Exercise directions:
Word for word, restate each of the records below.

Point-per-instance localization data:
=== Begin Enclosure ===

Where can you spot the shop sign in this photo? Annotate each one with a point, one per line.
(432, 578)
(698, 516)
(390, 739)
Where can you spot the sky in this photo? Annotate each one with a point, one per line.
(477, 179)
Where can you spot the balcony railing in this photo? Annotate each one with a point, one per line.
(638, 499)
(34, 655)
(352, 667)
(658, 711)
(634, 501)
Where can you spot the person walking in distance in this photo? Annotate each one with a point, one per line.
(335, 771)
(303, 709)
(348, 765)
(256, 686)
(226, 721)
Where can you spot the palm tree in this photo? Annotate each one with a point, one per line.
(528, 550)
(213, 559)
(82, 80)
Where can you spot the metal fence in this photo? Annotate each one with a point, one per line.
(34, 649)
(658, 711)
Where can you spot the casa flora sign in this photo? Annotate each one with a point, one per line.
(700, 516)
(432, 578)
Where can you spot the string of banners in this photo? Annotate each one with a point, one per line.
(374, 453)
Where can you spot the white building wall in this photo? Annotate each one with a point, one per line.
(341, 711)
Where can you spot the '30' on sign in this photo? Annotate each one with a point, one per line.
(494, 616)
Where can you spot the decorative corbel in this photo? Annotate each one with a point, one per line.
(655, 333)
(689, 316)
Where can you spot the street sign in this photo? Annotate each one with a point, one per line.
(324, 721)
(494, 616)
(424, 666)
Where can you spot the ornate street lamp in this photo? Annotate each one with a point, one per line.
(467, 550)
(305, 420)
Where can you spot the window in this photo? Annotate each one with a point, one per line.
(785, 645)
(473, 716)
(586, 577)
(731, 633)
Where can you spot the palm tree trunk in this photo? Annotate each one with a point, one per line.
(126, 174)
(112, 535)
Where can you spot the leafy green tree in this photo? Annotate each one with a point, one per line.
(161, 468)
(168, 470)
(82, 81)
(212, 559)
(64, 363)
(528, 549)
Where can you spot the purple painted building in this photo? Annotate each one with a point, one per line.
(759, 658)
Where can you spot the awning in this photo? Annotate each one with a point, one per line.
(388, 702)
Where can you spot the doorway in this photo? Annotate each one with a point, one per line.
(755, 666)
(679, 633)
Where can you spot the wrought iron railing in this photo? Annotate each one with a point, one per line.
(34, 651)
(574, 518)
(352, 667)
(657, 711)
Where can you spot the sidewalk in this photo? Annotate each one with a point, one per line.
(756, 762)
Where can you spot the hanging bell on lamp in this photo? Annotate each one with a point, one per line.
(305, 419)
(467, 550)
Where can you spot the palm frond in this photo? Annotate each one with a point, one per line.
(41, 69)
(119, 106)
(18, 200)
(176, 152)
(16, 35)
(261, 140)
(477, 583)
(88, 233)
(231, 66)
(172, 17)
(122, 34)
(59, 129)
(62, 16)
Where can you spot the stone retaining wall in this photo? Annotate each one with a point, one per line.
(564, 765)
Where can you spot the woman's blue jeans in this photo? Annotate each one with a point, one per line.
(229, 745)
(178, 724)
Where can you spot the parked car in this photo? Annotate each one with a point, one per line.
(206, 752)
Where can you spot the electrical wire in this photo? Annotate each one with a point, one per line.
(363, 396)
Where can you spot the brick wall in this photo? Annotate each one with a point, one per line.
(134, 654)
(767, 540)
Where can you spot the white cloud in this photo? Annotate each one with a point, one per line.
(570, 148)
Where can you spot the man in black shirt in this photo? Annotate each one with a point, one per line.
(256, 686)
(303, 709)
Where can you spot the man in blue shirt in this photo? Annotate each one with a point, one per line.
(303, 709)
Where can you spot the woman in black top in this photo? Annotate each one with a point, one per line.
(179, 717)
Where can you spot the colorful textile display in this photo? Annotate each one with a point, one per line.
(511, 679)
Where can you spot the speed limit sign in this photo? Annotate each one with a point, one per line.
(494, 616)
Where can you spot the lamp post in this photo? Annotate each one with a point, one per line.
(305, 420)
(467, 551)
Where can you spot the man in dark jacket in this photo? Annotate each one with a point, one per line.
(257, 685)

=== End Enclosure ===

Answer section:
Where can you spot the shop sign in this photo? Annotate each one with a point, one per line.
(432, 578)
(698, 516)
(390, 739)
Where can you spot the sky in this photo? Annotate each one with a point, one per line.
(477, 179)
Where can you spot the balcony railing in this photo? Annotate each one with a point, one per line.
(638, 499)
(34, 655)
(352, 667)
(658, 711)
(634, 501)
Where can you spot the person walking in distance in this photo? Annotate each one with a point, one per line.
(335, 771)
(303, 709)
(348, 765)
(256, 686)
(226, 721)
Where can you spot the palm tree in this photo? Annotate each one with a point, one per line.
(528, 550)
(213, 559)
(82, 80)
Where can you spot the metal fence in this photo? Annotate each one with a point, one per line.
(34, 649)
(658, 711)
Where can you spot the casa flora sign in this photo? Annotate each one with a point, one per line.
(700, 516)
(432, 578)
Where can you spot the string of banners in this photo? Annotate each one with a point, one per line.
(374, 453)
Where can you spot the white building wall in this photo? Annotate each one with a point, one per line.
(341, 711)
Where can you spot the '30' on sign in this photo? Annotate each one with a point, one per line.
(494, 616)
Where can you spot the decorative corbel in this photo? Annotate each one with a point, one per line.
(655, 333)
(689, 316)
Where can you spot the street sign in this photo? Annotate each one with a point, one per line.
(324, 721)
(494, 616)
(424, 666)
Where can you spot the ornate street lamp in this photo? Annotate each one with a point, one per line.
(467, 550)
(305, 420)
Where can you spot the window in this photo? Annotate each one with a point, one per line.
(785, 645)
(473, 716)
(586, 577)
(731, 633)
Where can you spot the palm tree trunk in this photo? Annotate each one with a point, one per line.
(126, 174)
(112, 535)
Where can you spot the leafy green tree in this photo? Annotate each one with a point, one per line.
(161, 468)
(168, 470)
(82, 81)
(212, 559)
(64, 363)
(528, 549)
Where can you spot the purple painted building in this photo? Annotate each one with a point, one per line.
(759, 658)
Where can you spot the awning in this photo? Annotate each one with a point, one per line.
(388, 702)
Where can you spot the doorway in this photo? Annotate each one with a point, one per line.
(755, 666)
(679, 633)
Where can you spot the wrought iron railing in this photo? Annotate each one with a point, one per line.
(34, 651)
(574, 518)
(352, 667)
(657, 711)
Where can you spot the sidewalk in this photo? Annotate each one with a point, one per line.
(756, 762)
Where can you spot the hanging bell on lamp in this photo? Annotate each one with a point, one per line.
(305, 419)
(467, 550)
Where can you spot the palm frond in this photo? Annotate each one with a point, one per line.
(41, 69)
(119, 106)
(18, 200)
(176, 152)
(16, 35)
(261, 140)
(477, 583)
(88, 233)
(231, 66)
(172, 17)
(122, 34)
(59, 129)
(62, 16)
Where can you spot the stone retaining wall in this photo? Annotate each one with a point, one per line.
(564, 765)
Where can you spot the woman's blue jeans in this photo? Annotate each one with a point, one per line.
(229, 745)
(178, 724)
Where can you spot the parked car in this photo? Annotate each one with a point, one per line.
(206, 752)
Where can you spot the electrical wire in this photo? Annotate each one with a point, one per line.
(363, 396)
Where can you spot the brick wall in this photo? Annotate each one with a point, one per line.
(134, 654)
(767, 540)
Where can you spot the white cloud in this photo? Annotate each one with a point, one per line.
(570, 148)
Where can you spot the man in black shirt in this photo? Annotate each one with a point, one per line.
(256, 686)
(303, 709)
Where can you spot the man in blue shirt in this photo? Annotate each one with a point, one per line.
(303, 709)
Where can you spot the woman in black top in this photo? Annotate each one with a point, one per line.
(179, 717)
Where can you spot the colorful textile display in this photo? Annotate each one with a point, one per line.
(511, 679)
Where can you spot the speed limit sign in this photo? Annotate each one with a point, one per line.
(494, 616)
Where can you spot the lamp post in this photo? Annotate each one with a point, one per line.
(305, 420)
(467, 551)
Where can you spot the man in dark jacket in this photo? Annotate each one with a point, one per line.
(257, 685)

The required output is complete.